• WORK REQUIRED
Only the lines from the one containing "target: large glass bowl" through the end of the material should be printed, exactly as they appear. Leave out pictures.

• RECORDED DATA

= Beginning of Section =

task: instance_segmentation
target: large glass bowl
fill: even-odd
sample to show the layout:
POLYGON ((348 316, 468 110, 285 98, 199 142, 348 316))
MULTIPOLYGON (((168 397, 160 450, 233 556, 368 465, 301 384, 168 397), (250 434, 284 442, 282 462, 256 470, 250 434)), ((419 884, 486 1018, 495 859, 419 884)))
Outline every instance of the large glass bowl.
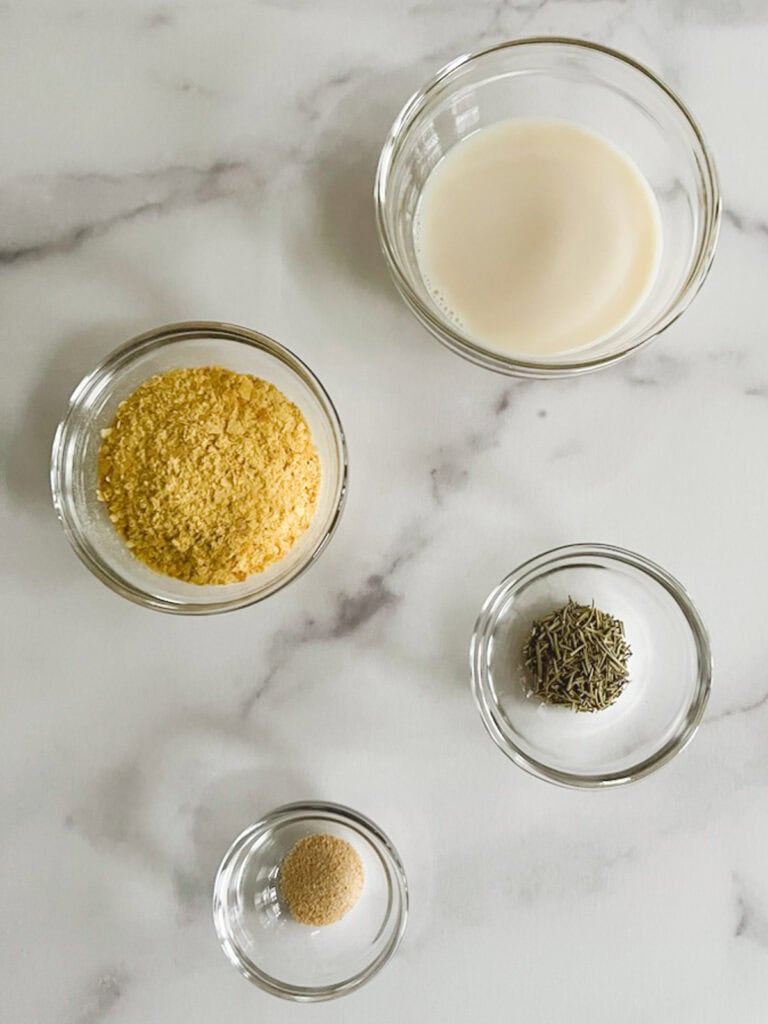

= End of Section =

• RESULT FOR THIS EXERCISE
target: large glass bowl
fill: even-odd
sample to show the layout:
POLYGON ((348 316, 468 110, 285 98, 199 142, 348 316))
MULTIPOLYGON (((168 397, 160 450, 233 556, 368 465, 301 384, 168 397), (250 434, 284 442, 282 462, 256 470, 250 434)), ((419 884, 486 1018, 495 859, 419 884)))
Outline every instance of the large glass bowl.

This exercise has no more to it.